Don't forget the ordinary UNIX domain socket: you can think of them like TCP connections bound to 127.0.0.1 but not assigned a port number but a path name. This can be useful if you have e.g. 3 instances of the same program that needs to do some client/server work: rather than figuring out a port number assignment it can have a UNIX socket. Linux has also an extension to this mechanism, where the UNIX socket does not create a corresponding file.

In addition to doing cool things like passing open files over a UNIX socket, or credentials (your remote server can verify the UID of whoever opened the file in the other end!) the SOCK_DGRAM UNIX sockets are reliable and accept packets beyond normal UDP limits. This is useful for load balancing (you don't have to proxy your connection but can pass the new accepted socket directly to whowever is going to send data to it).

So if you want to make a simple server yet requesting/replying good size packets you can bind it to AF_LOCAL/SOCK_DGRAM, then the client calls bind() and sendto() while the server calls bind, then recvfrom() (which fills in the address of the caller) and sendto() back.


For people like me who were aware that this magic exists, but not how it is done: You might want to look at:

http://www.normalesup.org/~george/comp/libancillary/ [code]

http://www.lst.de/~okir/blackhats/node121.html [description]


Can you give a link to good example code and documentation about this?


http://nodejs.org/api/net.html#net_net provides one example, instead of binding to a host/port it listens on a UNIX socket.


I feel I should mention Plan 9's pipeline branching. Not named pipes, but something which I guess served a significant subset of named pipes' use cases. The Plan 9 shell, rc, had a feature where when a subprocess was invoked with the syntax:

  <{ls}
that string would get replaced by a filename, which when opened would be hooked up to the stdout (or stdin for >) of the invoked command.

Used as an argument, this allowed you to essentially do none-linear piping in a mostly transparent way. I say mostly because I don't think you could seek.

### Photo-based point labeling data
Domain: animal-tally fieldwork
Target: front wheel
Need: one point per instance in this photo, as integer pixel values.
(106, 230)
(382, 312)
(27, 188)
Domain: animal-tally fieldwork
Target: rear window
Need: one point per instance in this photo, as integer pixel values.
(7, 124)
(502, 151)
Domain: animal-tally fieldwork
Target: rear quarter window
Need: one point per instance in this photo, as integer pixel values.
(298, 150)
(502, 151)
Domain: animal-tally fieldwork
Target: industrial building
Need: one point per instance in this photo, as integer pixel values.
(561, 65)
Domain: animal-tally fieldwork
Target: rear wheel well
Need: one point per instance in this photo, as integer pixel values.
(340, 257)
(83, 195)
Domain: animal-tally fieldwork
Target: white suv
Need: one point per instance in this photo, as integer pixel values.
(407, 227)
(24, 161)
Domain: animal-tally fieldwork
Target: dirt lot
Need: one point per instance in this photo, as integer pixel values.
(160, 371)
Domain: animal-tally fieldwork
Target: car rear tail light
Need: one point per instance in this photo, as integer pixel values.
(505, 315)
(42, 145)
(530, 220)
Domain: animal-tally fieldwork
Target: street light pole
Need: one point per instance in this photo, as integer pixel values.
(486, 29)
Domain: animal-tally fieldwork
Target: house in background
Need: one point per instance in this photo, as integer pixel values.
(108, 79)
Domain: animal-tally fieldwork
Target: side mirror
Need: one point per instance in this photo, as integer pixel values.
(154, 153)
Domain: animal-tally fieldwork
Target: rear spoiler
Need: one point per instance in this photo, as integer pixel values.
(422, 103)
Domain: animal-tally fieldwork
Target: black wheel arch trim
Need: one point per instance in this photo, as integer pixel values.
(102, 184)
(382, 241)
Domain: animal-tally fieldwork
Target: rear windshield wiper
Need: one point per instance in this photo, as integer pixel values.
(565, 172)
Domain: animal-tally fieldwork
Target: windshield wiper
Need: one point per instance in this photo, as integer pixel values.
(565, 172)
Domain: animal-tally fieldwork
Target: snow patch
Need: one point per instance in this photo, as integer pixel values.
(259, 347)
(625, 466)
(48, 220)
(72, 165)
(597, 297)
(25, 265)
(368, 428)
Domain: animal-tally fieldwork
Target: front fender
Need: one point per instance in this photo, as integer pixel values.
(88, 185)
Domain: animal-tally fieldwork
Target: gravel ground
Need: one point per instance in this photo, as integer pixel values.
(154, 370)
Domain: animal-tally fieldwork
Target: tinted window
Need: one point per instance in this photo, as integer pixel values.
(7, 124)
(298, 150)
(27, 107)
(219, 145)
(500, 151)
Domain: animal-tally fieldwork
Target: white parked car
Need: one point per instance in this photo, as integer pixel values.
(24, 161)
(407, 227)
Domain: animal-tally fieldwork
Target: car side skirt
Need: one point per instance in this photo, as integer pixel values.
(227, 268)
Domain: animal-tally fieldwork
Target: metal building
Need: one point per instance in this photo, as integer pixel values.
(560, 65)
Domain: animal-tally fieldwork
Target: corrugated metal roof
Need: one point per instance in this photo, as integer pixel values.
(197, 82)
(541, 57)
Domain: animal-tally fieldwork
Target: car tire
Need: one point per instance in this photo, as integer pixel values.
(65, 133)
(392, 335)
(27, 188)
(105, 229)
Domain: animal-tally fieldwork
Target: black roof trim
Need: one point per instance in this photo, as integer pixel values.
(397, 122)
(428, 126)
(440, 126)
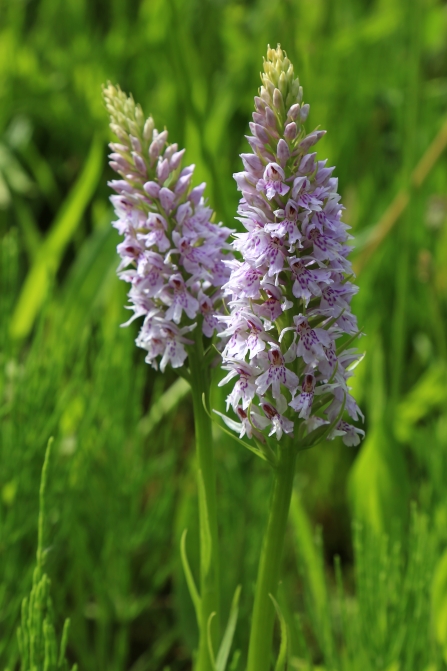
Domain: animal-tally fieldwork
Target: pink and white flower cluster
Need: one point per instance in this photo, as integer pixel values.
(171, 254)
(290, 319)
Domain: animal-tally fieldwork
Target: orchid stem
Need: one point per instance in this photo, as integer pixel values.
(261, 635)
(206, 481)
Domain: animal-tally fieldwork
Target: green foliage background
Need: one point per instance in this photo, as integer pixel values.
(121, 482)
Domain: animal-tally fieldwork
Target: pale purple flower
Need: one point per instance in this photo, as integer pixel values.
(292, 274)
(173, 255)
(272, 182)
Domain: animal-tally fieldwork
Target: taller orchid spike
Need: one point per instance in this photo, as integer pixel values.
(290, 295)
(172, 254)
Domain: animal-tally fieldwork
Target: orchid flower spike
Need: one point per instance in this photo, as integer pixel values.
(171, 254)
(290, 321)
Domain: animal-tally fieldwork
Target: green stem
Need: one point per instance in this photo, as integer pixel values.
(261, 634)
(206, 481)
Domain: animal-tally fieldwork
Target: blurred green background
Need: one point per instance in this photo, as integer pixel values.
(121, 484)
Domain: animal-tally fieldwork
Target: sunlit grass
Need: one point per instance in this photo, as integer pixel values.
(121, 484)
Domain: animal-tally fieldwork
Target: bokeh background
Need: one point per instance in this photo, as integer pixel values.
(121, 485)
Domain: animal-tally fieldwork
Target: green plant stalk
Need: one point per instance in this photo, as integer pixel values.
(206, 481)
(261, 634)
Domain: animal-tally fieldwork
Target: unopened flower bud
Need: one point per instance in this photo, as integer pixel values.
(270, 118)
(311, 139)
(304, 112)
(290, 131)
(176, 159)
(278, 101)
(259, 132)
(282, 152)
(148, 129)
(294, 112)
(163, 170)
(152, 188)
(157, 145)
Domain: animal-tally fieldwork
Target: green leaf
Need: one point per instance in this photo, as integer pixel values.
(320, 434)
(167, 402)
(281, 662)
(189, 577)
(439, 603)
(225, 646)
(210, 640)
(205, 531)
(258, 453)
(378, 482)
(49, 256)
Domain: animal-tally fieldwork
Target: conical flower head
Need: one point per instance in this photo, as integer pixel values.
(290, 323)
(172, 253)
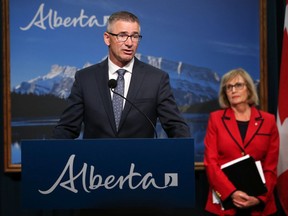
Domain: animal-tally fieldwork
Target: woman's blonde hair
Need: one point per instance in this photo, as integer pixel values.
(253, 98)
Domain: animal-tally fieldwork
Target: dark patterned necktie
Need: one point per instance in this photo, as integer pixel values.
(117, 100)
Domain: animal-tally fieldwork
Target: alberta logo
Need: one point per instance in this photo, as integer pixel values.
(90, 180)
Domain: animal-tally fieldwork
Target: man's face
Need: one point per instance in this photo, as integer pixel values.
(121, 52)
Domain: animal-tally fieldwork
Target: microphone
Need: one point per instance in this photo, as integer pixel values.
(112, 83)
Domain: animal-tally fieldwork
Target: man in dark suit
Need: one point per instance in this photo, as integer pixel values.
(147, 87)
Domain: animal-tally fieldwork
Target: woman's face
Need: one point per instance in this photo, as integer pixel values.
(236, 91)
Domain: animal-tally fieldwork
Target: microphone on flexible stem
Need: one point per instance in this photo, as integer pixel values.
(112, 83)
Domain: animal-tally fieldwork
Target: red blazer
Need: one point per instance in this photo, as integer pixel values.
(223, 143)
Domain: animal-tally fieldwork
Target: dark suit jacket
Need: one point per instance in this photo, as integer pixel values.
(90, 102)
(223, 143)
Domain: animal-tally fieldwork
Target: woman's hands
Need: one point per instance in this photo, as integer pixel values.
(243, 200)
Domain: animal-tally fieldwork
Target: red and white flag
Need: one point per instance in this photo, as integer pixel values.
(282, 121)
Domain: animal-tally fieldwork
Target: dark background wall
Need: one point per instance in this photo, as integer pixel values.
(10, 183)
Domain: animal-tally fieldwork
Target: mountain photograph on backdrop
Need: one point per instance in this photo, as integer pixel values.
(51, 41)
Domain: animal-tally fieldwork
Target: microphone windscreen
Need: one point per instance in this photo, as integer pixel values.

### THE TASKS
#1 Translate this sentence from the UNIX socket discussion into Spanish: "Linux has also an extension to this mechanism, where the UNIX socket does not create a corresponding file."
#2 According to the UNIX socket discussion, why is passing sockets over a UNIX socket useful for load balancing?
#3 Summarize the UNIX socket discussion in two sentences.

### WRITTEN RESPONSES
#1 Linux también tiene una extensión de este mecanismo, en la que el socket UNIX no crea un archivo correspondiente.

#2 You do not have to proxy the connection. The newly accepted socket can be passed directly to whoever is going to send data to it.

#3 UNIX domain sockets resemble local TCP connections identified by a path name rather than a port number, and they can pass open files and credentials, while SOCK_DGRAM UNIX sockets are reliable and accept packets beyond normal UDP limits. Plan 9's rc shell offered a related feature in which syntax like <{ls} was replaced by a filename hooked up to the command's output, allowing mostly transparent non-linear piping.